■ **What you have to do**
Copy the data from the line with "In this exercise you will locate the stamen" up to and including the line with "[(173, 178), (33, 47), (102, 28), (44, 170)]", changing "drop a marker" to "place a pin" and leaving the rest the same. Return only those lines.

■ **Material supplied**

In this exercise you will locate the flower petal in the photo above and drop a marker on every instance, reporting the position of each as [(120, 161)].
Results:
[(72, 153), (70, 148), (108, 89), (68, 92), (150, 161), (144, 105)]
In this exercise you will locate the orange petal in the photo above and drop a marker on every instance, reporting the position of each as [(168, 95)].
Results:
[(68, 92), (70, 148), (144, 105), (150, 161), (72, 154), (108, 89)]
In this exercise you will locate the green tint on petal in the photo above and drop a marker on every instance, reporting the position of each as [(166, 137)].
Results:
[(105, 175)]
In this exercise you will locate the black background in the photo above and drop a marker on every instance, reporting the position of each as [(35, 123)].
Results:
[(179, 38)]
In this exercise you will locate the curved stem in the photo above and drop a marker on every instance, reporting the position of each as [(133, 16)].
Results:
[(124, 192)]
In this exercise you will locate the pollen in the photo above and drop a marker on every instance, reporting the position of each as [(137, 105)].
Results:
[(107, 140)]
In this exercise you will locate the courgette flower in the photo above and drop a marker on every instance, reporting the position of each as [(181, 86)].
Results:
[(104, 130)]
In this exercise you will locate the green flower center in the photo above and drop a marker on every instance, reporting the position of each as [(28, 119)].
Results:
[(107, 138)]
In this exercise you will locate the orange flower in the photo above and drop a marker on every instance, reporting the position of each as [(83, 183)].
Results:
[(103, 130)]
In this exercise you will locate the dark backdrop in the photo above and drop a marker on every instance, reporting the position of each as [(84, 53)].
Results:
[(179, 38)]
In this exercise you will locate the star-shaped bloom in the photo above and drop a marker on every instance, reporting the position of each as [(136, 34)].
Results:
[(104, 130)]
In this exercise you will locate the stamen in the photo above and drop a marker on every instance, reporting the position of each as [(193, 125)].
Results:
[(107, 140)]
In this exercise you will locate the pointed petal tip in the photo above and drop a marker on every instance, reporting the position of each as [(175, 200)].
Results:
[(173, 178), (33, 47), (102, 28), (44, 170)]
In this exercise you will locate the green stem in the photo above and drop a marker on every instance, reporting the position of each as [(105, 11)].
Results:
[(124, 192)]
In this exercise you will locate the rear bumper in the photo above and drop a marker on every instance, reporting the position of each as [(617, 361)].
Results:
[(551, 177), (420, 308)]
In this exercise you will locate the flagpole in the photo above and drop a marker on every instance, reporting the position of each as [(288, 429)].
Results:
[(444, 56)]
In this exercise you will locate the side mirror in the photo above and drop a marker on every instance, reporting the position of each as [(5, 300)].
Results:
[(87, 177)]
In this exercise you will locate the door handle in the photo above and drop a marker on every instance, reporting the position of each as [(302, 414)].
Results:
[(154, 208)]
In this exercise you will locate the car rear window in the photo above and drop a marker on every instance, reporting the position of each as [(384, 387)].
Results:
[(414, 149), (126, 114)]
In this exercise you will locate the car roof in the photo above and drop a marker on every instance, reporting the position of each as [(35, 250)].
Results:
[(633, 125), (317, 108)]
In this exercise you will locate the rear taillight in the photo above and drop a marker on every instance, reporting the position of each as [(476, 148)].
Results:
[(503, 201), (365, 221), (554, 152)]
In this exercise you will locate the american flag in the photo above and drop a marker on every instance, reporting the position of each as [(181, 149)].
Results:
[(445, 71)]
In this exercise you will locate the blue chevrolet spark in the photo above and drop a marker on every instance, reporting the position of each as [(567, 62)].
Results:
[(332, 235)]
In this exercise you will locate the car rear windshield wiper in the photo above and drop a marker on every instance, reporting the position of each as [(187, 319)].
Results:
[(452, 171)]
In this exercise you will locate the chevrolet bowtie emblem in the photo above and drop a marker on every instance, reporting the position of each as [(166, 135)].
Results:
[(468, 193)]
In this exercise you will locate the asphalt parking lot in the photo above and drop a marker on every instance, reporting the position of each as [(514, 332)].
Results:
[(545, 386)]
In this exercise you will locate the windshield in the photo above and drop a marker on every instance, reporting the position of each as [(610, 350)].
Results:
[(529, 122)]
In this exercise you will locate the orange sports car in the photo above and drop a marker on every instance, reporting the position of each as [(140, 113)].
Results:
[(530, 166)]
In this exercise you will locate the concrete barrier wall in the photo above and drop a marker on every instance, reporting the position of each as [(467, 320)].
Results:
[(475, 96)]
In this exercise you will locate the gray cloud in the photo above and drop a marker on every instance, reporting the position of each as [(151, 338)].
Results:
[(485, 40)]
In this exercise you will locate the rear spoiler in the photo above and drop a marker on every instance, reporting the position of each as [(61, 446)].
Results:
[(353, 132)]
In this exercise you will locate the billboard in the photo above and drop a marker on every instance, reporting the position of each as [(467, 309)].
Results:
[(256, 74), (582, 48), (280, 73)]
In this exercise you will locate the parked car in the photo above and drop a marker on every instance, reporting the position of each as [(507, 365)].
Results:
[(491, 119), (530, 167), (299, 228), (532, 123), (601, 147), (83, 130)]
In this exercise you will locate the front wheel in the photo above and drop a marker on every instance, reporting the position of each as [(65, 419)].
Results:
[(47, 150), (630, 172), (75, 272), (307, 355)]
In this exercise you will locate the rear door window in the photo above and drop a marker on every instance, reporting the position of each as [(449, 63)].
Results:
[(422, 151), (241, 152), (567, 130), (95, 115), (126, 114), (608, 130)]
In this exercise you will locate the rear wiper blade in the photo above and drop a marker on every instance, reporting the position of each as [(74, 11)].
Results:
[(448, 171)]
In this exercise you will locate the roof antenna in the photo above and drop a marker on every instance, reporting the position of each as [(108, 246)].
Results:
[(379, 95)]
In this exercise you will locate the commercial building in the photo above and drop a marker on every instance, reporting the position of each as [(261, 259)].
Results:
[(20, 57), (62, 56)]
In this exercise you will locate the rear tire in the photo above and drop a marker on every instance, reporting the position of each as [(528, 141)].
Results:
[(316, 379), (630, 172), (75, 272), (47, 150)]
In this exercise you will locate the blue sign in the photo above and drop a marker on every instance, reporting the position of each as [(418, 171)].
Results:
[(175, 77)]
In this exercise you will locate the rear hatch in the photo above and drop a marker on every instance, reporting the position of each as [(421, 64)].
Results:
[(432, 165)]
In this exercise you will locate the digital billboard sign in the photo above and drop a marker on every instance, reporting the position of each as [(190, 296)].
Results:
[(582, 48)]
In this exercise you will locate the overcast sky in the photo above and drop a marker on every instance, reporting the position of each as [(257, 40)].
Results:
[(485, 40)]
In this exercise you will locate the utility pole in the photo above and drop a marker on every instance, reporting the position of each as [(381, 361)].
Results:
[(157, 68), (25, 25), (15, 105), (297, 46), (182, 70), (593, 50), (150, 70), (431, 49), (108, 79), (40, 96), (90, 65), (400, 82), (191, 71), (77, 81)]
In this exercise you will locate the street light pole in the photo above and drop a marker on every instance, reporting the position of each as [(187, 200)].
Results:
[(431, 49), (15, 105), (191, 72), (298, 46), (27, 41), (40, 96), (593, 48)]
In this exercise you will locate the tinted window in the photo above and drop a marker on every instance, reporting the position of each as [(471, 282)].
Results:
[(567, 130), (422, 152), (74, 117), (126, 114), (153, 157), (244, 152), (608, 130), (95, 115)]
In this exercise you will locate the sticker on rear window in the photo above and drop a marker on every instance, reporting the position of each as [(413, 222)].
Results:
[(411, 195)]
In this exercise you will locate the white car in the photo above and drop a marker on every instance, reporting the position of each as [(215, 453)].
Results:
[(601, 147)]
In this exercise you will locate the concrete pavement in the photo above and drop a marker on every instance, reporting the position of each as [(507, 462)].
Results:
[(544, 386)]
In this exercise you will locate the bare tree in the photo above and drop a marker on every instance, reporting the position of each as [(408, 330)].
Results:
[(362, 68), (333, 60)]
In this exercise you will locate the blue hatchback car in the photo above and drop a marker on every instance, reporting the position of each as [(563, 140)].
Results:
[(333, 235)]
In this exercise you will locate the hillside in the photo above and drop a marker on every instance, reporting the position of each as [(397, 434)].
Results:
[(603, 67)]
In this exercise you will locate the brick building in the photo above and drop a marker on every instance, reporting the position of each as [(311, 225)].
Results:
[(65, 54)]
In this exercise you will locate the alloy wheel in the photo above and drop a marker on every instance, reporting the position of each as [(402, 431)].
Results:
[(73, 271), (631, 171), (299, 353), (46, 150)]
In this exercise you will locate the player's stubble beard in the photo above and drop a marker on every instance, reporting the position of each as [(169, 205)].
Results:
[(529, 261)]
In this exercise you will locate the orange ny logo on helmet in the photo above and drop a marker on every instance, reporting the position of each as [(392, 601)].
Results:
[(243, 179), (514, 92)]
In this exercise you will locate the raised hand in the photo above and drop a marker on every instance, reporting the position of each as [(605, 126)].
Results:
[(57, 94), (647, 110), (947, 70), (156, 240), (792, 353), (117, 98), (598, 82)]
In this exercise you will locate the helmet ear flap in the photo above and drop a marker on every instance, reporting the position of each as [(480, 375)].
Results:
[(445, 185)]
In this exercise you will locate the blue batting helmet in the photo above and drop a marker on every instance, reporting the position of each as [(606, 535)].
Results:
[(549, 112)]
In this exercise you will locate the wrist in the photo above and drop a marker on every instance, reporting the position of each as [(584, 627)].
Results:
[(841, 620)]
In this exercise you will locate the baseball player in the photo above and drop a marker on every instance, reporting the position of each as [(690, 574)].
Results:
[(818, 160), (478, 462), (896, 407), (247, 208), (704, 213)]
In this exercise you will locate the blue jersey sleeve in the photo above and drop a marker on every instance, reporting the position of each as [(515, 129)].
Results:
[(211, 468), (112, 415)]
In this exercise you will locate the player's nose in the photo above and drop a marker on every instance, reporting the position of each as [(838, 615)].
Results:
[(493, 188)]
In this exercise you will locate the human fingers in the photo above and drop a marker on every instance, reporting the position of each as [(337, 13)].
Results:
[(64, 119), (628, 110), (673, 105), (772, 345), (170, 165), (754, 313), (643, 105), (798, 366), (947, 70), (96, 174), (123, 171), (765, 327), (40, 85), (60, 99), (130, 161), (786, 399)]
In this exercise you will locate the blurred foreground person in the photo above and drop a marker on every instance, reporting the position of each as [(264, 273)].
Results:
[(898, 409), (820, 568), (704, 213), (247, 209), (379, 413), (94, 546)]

■ **Solution to the exercise**
In this exercise you will locate the stamen in the photo above and place a pin on every instance, reporting the position of each as [(193, 125)].
Results:
[(107, 140)]
In this exercise you will locate the pointed petal tip in the photo above and place a pin on every instance, reporting the position of each as [(175, 200)].
Results:
[(173, 178), (33, 47), (102, 28), (44, 170)]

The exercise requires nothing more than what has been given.